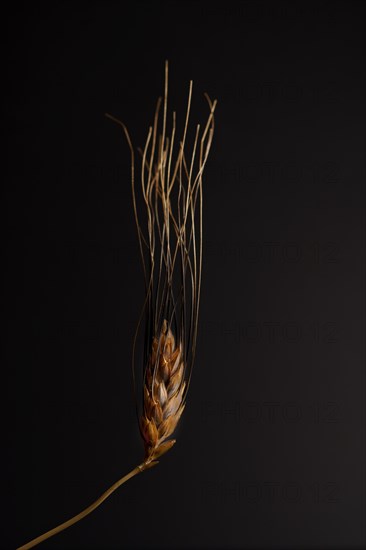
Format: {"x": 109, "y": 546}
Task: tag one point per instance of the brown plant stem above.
{"x": 144, "y": 466}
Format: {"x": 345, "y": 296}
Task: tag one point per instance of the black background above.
{"x": 270, "y": 450}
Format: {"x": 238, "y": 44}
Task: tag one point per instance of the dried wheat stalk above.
{"x": 171, "y": 254}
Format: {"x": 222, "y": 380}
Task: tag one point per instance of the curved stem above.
{"x": 89, "y": 509}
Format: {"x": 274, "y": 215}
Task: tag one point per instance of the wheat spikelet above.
{"x": 171, "y": 254}
{"x": 167, "y": 217}
{"x": 163, "y": 394}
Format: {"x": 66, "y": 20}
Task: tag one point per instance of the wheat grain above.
{"x": 171, "y": 254}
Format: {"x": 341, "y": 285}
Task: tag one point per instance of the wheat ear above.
{"x": 171, "y": 254}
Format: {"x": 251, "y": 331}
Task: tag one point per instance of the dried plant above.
{"x": 169, "y": 228}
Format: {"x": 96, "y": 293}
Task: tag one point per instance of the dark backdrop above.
{"x": 270, "y": 451}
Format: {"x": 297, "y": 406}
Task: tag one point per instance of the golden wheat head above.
{"x": 167, "y": 206}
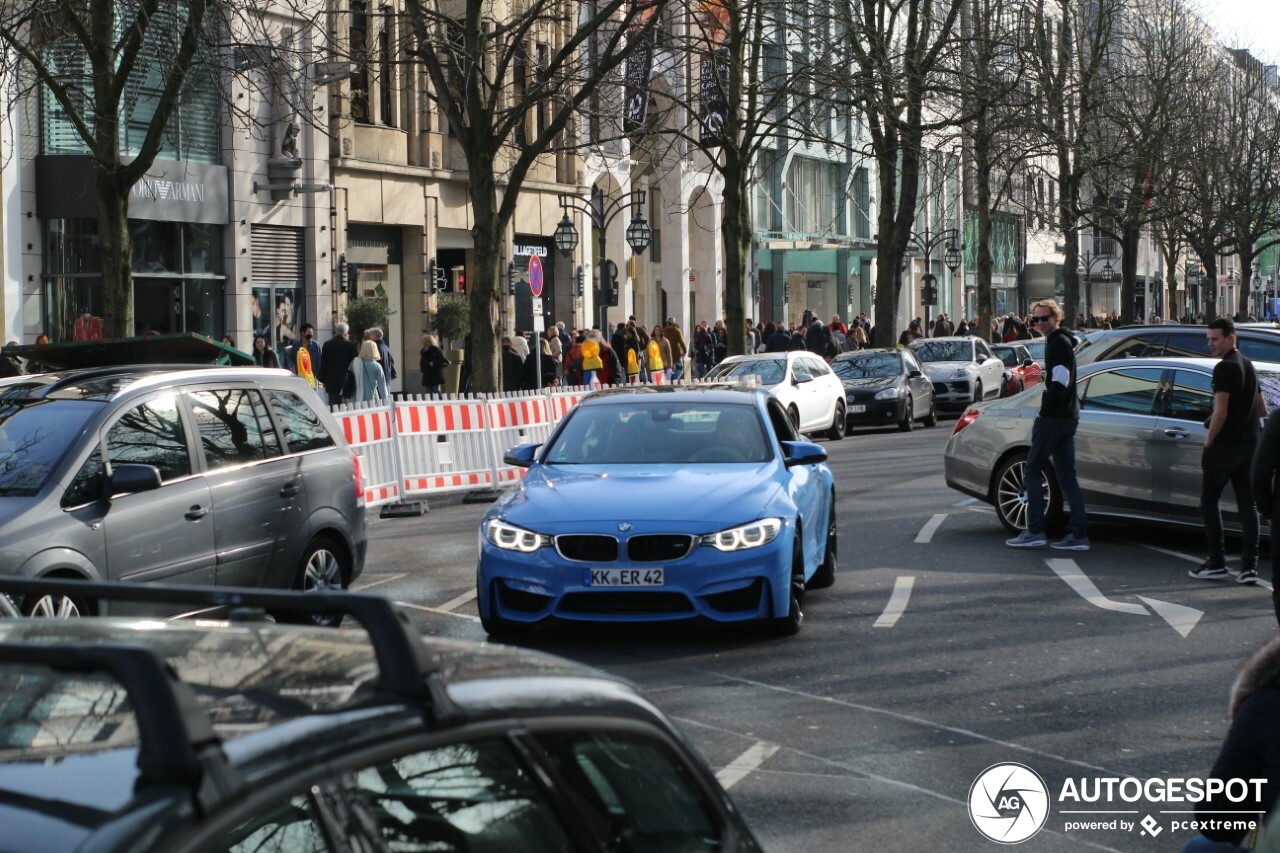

= = = = =

> _Exercise_: When you copy the entries above, keep every word exactly and omit the images.

> _Result below_:
Format: {"x": 109, "y": 546}
Task: tag one point per instance of the brown plant stem above.
{"x": 144, "y": 466}
Format: {"x": 345, "y": 296}
Task: tag one point per instance of the black background above.
{"x": 270, "y": 450}
Format: {"x": 238, "y": 44}
Task: tag one point per instance of the dried wheat stalk above.
{"x": 171, "y": 254}
Format: {"x": 222, "y": 380}
Task: tag one point per instance of the curved stem above.
{"x": 89, "y": 509}
Format: {"x": 274, "y": 215}
Task: tag one point per instance of the wheat spikelet above.
{"x": 171, "y": 254}
{"x": 167, "y": 217}
{"x": 163, "y": 394}
Format: {"x": 66, "y": 20}
Task: tag one point per instance of the wheat grain above.
{"x": 171, "y": 254}
Format: {"x": 341, "y": 285}
Task: tag one point per instance of the wheat ear above.
{"x": 171, "y": 254}
Format: {"x": 251, "y": 331}
Task: tag one point per instance of the dried plant above.
{"x": 169, "y": 228}
Format: {"x": 96, "y": 293}
Task: tag one point per instance of the dark backdrop above.
{"x": 270, "y": 451}
Format: {"x": 297, "y": 406}
Task: tag one point per instance of the golden wheat head above.
{"x": 167, "y": 206}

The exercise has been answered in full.